Top of Selected excerpt
Ecocide, in literal terms, means the “killing of our home.” The word comes from the Greek oikos (house) and the Latin caedere (to kill). It refers to extensive damage, destruction, or loss of ecosystems that severely reduces, or will reduce, the inhabitants’ ability to enjoy their territory in peace. The Journal of International Criminal Justice, published by Oxford University Press, notes in its research paper “Damage to and Destruction of the Natural Environment: Terraforming Warfare in Gaza and Accountability for Ecocentric Crimes” that:
We acknowledge that the absence of a discrete ecocentric crime (called ‘ecocide’ by some proponents) constitutes a significant lacuna in international criminal law.
The article uses Gaza’s environmental devastation as its main example and makes clear that Israel has carried out the same tactics in southern Lebanon.
Bottom of Selected excerpt
→ Directions:
• 1. For each statement about the ecocide passage, answer yes or no and quote the exact words from the passage that settle it: (a) The word "ecocide" joins a Greek word for house with a Latin word for to kill. (b) The Journal of International Criminal Justice is published by Cambridge University Press. (c) The article's main example is southern Lebanon.
• 2. Translate this sentence from the ecocide passage into Spanish: "The word comes from the Greek oikos (house) and the Latin caedere (to kill)."
The items that follow the ecocide passage are separate material and have no connection to it.
Top of Information given
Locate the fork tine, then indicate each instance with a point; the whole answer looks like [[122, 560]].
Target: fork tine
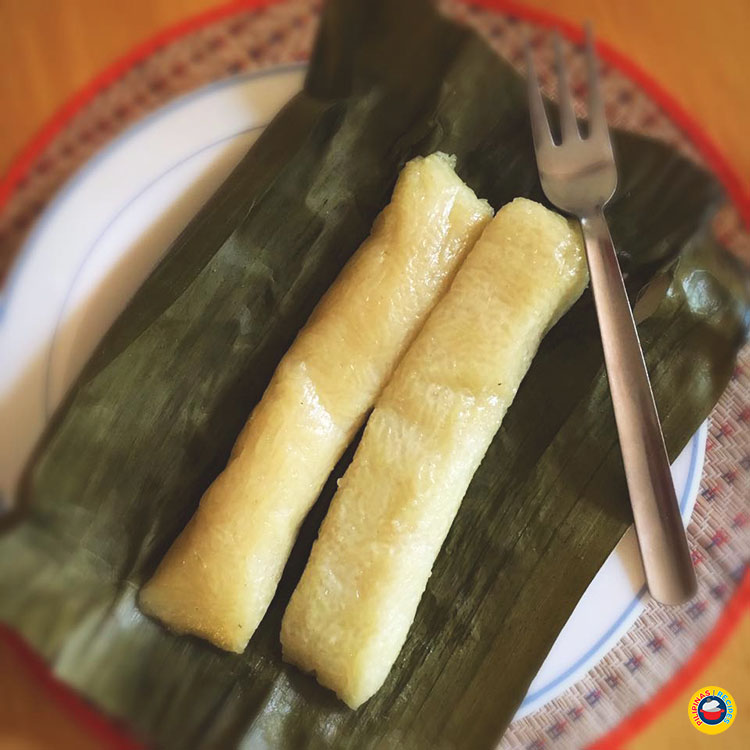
[[568, 124], [597, 116], [539, 123]]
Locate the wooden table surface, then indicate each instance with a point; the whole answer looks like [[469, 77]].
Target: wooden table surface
[[697, 50]]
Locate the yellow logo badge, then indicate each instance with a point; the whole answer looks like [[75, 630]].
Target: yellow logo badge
[[712, 710]]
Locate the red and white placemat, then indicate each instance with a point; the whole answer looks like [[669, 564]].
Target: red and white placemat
[[253, 36]]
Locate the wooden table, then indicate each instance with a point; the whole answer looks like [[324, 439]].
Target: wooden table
[[697, 50]]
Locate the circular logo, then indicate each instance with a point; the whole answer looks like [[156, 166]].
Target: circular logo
[[712, 710]]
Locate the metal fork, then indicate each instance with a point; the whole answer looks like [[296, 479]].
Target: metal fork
[[579, 177]]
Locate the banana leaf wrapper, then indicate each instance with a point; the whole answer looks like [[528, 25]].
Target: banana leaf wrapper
[[154, 414]]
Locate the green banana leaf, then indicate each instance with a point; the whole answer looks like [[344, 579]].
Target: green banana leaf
[[152, 418]]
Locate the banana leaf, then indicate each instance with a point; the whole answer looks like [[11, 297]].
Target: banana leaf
[[153, 416]]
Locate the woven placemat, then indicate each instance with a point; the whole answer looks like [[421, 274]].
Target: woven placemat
[[719, 533]]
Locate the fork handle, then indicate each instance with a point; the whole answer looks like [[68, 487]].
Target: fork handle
[[661, 537]]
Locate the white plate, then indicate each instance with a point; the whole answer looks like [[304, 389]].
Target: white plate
[[103, 233]]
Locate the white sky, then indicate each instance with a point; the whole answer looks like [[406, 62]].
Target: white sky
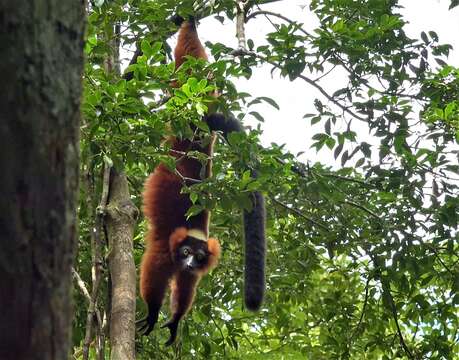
[[296, 98]]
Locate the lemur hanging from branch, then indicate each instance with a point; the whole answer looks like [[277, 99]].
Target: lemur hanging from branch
[[178, 249]]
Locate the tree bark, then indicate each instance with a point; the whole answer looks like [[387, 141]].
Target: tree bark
[[120, 222], [41, 67]]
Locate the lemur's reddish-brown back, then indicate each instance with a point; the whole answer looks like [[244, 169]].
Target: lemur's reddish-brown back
[[178, 249], [188, 43], [173, 239]]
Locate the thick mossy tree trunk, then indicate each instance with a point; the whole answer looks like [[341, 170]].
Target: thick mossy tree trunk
[[41, 67], [121, 216]]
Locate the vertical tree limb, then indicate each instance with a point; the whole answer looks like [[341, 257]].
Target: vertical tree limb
[[97, 244], [120, 222]]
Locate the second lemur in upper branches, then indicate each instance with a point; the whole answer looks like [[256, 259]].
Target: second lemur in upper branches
[[179, 250]]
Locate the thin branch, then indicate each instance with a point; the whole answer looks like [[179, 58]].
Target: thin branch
[[386, 290], [240, 52], [361, 207], [264, 12], [299, 213], [240, 23], [81, 285], [365, 302]]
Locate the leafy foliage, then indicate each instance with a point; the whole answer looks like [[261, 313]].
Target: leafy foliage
[[363, 261]]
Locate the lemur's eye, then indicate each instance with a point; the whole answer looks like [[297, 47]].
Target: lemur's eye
[[200, 256]]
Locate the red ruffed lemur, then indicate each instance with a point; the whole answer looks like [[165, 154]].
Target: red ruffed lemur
[[178, 249]]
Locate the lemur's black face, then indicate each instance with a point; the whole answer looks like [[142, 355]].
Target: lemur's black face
[[192, 254]]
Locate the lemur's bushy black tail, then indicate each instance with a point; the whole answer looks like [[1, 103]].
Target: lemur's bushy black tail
[[255, 250], [254, 226]]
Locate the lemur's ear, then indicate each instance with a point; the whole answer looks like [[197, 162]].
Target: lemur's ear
[[177, 237], [214, 248]]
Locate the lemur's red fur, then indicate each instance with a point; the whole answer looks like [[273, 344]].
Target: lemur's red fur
[[165, 207]]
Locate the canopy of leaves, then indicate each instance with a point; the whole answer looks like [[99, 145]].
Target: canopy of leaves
[[363, 261]]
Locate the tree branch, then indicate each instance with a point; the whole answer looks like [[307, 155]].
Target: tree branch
[[299, 213], [240, 52], [265, 12]]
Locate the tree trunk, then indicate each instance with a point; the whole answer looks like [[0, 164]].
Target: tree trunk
[[120, 222], [41, 66]]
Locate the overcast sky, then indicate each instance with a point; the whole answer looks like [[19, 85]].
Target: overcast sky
[[296, 98]]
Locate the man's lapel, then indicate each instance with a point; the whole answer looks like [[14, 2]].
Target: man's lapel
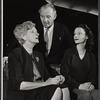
[[38, 63]]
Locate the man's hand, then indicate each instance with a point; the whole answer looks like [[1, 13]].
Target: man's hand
[[86, 86]]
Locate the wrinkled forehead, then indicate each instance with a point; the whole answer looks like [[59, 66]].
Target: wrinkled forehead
[[47, 10], [79, 30]]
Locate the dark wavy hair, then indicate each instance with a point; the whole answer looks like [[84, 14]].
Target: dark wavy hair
[[90, 41]]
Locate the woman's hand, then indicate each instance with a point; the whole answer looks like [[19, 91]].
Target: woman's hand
[[61, 79], [86, 86]]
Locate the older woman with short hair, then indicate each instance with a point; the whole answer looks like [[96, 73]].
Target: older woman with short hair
[[28, 76]]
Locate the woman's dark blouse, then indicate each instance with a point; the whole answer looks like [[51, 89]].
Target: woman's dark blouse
[[21, 69], [76, 70]]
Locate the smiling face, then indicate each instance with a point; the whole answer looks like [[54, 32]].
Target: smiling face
[[47, 16], [32, 36], [80, 35]]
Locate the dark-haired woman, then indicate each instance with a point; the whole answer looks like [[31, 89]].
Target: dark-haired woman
[[79, 65]]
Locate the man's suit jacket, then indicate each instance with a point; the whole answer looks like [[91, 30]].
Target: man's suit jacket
[[21, 69], [61, 40]]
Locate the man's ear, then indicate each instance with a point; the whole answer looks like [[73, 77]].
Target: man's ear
[[55, 16]]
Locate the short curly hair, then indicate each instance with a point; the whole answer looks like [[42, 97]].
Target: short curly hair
[[21, 30], [90, 41]]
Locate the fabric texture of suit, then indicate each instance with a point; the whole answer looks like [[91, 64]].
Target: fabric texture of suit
[[77, 71], [21, 69], [61, 40]]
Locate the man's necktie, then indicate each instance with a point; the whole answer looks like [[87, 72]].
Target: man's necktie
[[46, 38]]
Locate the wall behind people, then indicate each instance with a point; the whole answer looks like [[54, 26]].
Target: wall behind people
[[18, 11]]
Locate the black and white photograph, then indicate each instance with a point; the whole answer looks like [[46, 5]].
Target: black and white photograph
[[50, 50]]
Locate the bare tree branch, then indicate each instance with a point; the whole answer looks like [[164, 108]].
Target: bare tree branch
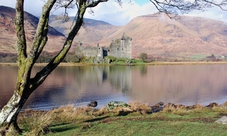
[[19, 25], [185, 6]]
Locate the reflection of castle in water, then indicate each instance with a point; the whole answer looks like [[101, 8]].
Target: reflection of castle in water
[[119, 77]]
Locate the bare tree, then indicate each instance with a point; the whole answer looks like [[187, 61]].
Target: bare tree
[[185, 6], [26, 84]]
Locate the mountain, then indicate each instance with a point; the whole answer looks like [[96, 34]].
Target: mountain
[[155, 34], [159, 36], [91, 32], [185, 36], [8, 34]]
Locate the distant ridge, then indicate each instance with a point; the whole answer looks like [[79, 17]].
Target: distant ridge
[[155, 34], [8, 37]]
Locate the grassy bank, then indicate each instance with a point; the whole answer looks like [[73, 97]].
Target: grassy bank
[[151, 63], [136, 120]]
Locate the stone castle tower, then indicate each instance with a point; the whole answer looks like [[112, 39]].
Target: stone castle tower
[[119, 48]]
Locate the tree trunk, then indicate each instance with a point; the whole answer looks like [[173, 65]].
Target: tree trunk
[[10, 111]]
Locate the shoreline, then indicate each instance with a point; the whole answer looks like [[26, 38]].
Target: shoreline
[[151, 63]]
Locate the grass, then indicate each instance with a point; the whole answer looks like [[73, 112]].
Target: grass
[[136, 120]]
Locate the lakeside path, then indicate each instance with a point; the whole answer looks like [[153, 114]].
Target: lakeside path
[[151, 63]]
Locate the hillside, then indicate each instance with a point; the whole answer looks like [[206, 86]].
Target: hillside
[[156, 34], [159, 36], [8, 36], [90, 33]]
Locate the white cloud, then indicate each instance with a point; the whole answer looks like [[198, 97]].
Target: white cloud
[[114, 14], [212, 13]]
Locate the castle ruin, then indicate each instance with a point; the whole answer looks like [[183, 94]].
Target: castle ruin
[[119, 48]]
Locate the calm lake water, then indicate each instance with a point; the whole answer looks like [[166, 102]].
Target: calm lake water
[[78, 85]]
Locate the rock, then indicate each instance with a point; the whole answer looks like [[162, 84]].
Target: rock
[[222, 120], [115, 104], [157, 107], [93, 104], [211, 105]]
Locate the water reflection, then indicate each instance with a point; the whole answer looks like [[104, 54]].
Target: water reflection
[[186, 84]]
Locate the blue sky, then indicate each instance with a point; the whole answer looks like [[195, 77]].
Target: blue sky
[[141, 2], [114, 14]]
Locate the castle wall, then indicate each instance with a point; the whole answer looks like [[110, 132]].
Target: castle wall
[[119, 48]]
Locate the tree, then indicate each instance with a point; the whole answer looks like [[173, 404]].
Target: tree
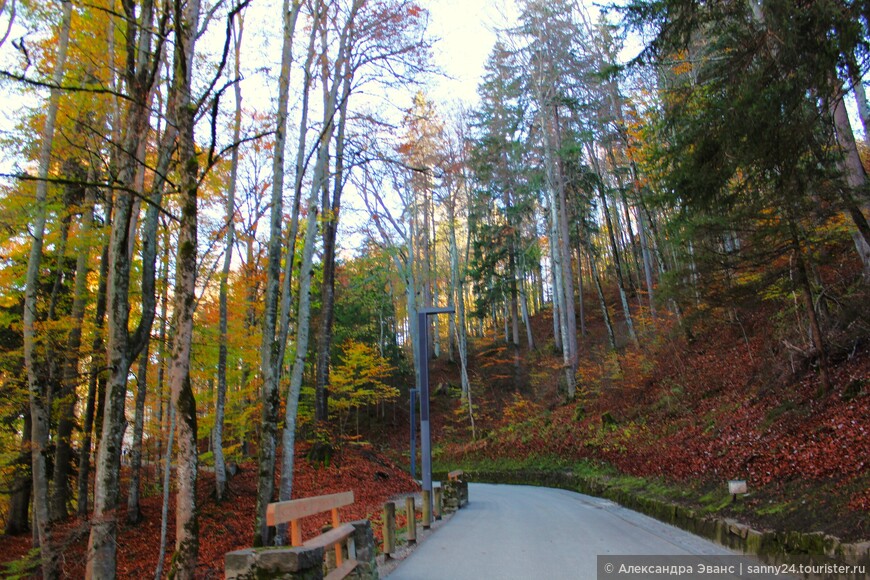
[[39, 407], [358, 381]]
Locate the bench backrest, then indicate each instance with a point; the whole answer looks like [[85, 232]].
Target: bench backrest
[[294, 510], [287, 511]]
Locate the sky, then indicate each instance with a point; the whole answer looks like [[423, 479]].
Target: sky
[[465, 29]]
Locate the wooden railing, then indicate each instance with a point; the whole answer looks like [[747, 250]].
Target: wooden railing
[[340, 535]]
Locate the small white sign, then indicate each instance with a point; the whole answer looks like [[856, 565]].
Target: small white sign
[[736, 486]]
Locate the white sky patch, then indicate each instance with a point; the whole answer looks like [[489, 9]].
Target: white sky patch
[[466, 33]]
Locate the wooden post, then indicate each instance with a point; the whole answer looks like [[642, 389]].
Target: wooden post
[[389, 529], [411, 524], [427, 509]]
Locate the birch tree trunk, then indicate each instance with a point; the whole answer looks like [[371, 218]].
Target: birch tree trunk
[[186, 527], [123, 346], [39, 411], [270, 362], [220, 471], [134, 514], [63, 467]]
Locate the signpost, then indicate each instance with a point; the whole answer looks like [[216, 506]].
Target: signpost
[[425, 436]]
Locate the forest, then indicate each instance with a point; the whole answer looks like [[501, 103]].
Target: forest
[[217, 227]]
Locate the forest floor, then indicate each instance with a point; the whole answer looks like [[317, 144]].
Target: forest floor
[[678, 418], [228, 525]]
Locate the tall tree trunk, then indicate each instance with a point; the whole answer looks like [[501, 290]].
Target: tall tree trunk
[[123, 347], [320, 178], [270, 364], [331, 209], [856, 178], [617, 262], [66, 421], [95, 379], [17, 517], [186, 523], [802, 281], [458, 291], [39, 412], [167, 474], [134, 513], [220, 471]]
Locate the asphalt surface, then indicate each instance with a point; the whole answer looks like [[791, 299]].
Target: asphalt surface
[[521, 532]]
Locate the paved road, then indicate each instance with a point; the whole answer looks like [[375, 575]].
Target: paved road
[[511, 531]]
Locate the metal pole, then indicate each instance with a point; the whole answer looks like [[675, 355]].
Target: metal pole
[[413, 434], [425, 438], [423, 353]]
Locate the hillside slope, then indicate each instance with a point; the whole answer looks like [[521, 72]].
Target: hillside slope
[[687, 416]]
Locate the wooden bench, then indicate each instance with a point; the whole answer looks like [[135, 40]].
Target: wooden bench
[[294, 510]]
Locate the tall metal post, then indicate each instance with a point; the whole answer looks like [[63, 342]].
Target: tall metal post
[[414, 433], [425, 436]]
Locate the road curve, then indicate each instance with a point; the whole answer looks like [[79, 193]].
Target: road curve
[[513, 531]]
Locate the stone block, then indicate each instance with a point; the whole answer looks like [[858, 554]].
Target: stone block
[[278, 562]]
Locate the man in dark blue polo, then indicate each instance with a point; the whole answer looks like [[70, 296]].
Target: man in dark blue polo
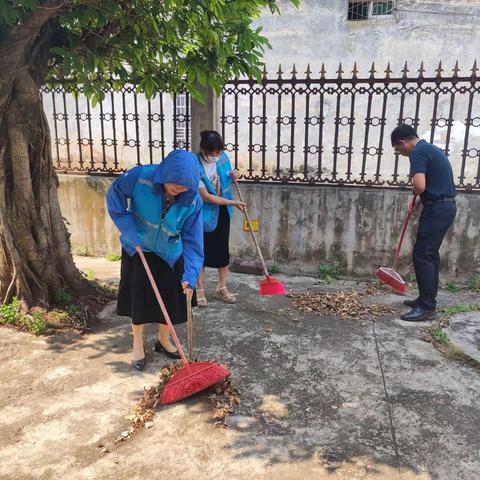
[[432, 179]]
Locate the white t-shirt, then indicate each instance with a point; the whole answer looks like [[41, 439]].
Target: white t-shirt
[[211, 173]]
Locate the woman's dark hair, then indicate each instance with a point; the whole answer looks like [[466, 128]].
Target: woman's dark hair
[[403, 132], [211, 141]]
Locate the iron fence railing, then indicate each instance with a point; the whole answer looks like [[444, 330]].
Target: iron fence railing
[[317, 130], [310, 130], [123, 130]]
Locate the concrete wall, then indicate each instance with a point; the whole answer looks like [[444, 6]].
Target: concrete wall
[[318, 31], [300, 227]]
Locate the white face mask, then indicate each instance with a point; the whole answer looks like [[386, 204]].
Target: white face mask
[[211, 159]]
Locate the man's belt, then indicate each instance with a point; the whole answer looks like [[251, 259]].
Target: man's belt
[[440, 200]]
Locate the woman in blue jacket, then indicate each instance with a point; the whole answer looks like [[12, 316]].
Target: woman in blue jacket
[[158, 208], [215, 189]]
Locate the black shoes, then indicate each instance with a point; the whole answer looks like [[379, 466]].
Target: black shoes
[[160, 349], [140, 364], [411, 303], [419, 314]]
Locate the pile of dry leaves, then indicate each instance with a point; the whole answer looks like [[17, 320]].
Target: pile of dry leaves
[[347, 305], [222, 399]]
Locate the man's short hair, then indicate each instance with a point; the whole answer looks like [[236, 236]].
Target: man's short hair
[[403, 132]]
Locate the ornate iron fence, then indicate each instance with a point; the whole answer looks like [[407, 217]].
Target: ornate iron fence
[[310, 130], [123, 130], [320, 130]]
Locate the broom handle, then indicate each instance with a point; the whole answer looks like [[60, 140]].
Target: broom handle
[[255, 241], [190, 328], [404, 229], [162, 307]]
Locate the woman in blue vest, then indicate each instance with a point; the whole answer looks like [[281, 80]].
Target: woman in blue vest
[[158, 208], [215, 188]]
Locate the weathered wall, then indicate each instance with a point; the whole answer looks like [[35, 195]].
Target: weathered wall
[[318, 31], [301, 227]]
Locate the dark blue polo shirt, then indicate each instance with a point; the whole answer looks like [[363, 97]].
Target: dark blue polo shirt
[[432, 161]]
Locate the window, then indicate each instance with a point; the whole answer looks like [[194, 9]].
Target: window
[[180, 120], [369, 9]]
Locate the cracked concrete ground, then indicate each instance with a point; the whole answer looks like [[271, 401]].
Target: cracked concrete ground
[[321, 398]]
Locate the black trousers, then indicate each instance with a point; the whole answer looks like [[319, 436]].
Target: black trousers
[[434, 223]]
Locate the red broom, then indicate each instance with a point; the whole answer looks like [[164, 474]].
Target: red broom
[[271, 285], [192, 377], [390, 276]]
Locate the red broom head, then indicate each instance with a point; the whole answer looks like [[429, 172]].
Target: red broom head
[[191, 379], [272, 286], [392, 278]]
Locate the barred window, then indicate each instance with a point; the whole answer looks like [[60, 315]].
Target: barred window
[[369, 9]]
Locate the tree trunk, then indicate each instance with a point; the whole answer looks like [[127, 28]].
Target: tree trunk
[[35, 258]]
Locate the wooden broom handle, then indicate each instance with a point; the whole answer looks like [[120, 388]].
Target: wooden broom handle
[[190, 327], [255, 241], [404, 229], [162, 306]]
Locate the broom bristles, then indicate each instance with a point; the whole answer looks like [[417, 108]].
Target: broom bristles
[[392, 278], [272, 286], [193, 379]]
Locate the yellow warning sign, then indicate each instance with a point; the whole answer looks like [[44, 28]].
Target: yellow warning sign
[[255, 225]]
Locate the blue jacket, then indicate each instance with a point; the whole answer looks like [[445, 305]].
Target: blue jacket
[[181, 231], [211, 210]]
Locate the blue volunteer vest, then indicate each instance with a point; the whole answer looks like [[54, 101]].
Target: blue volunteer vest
[[160, 236], [210, 211]]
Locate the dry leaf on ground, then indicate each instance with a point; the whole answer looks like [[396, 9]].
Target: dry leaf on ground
[[347, 305], [222, 399]]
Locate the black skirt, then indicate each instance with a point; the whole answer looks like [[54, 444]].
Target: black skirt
[[217, 253], [136, 298]]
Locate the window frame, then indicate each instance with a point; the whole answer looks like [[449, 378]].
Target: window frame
[[370, 16]]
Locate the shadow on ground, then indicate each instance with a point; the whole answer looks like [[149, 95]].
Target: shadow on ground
[[321, 398]]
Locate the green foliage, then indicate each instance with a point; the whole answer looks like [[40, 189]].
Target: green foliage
[[460, 308], [35, 323], [81, 251], [89, 275], [73, 309], [153, 44], [439, 335], [327, 272], [63, 297], [473, 282], [273, 269], [452, 287], [10, 313]]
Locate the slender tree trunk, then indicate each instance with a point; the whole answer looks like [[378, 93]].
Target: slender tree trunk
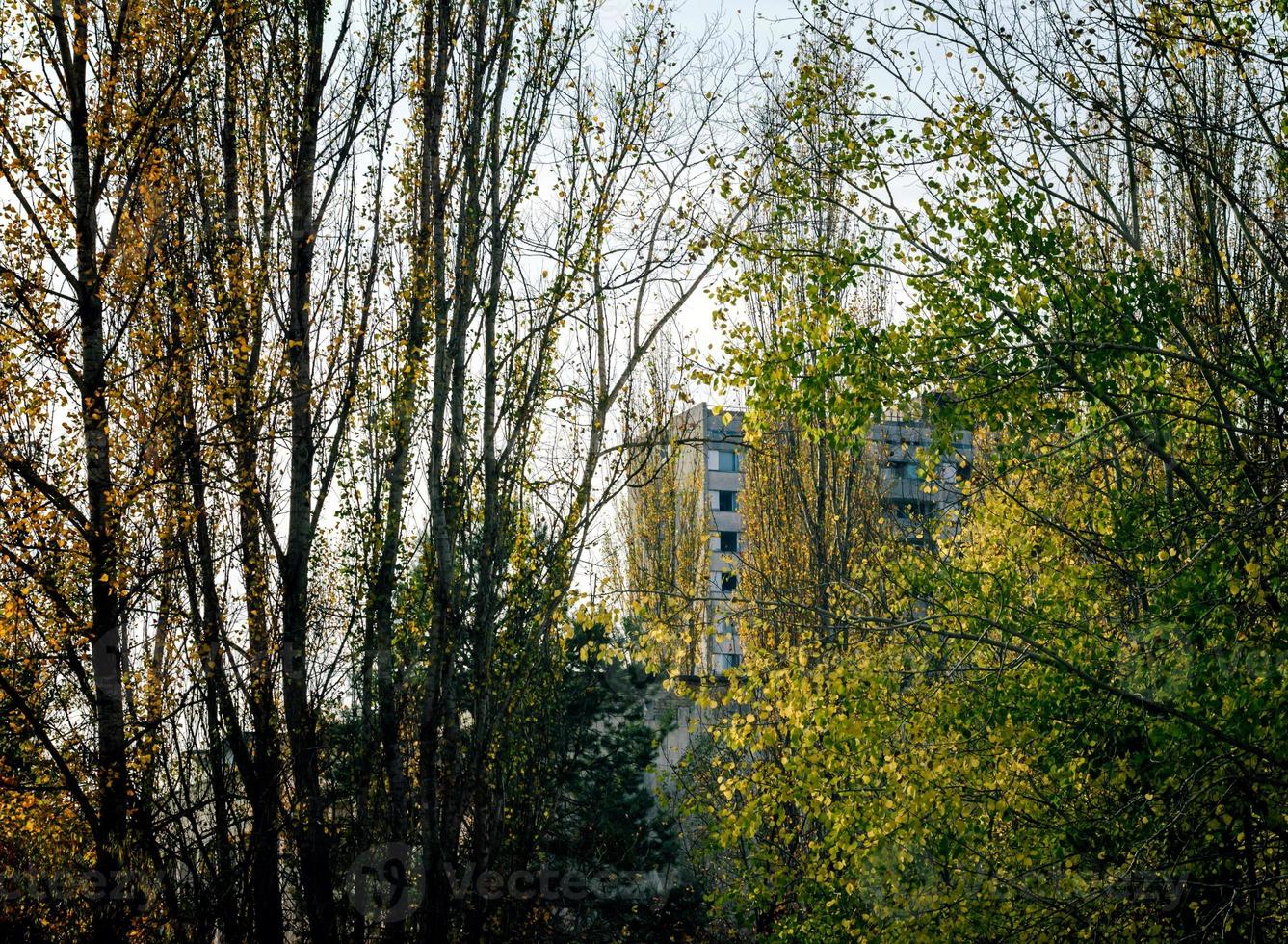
[[314, 848], [104, 629]]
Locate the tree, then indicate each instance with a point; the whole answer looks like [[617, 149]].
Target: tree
[[1073, 733]]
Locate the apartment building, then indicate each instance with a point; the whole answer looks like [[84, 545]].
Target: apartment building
[[713, 450]]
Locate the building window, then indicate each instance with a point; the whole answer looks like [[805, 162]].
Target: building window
[[724, 661], [723, 459]]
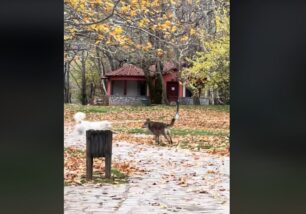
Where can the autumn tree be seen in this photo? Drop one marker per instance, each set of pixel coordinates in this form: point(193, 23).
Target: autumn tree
point(209, 68)
point(141, 32)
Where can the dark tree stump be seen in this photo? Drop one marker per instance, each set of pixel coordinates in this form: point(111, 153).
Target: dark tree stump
point(98, 144)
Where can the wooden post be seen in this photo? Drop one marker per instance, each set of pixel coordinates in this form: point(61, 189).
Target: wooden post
point(98, 144)
point(89, 158)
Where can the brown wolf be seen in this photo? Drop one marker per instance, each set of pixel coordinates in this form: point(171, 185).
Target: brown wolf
point(159, 128)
Bottom of Information given
→ Answers for each item:
• 1.
(a) Yes: "The word comes from the Greek oikos (house) and the Latin caedere (to kill)."
(b) No: "published by Oxford University Press"
(c) No: "The article uses Gaza’s environmental devastation as its main example"

• 2. La palabra proviene del griego oikos (casa) y del latín caedere (matar).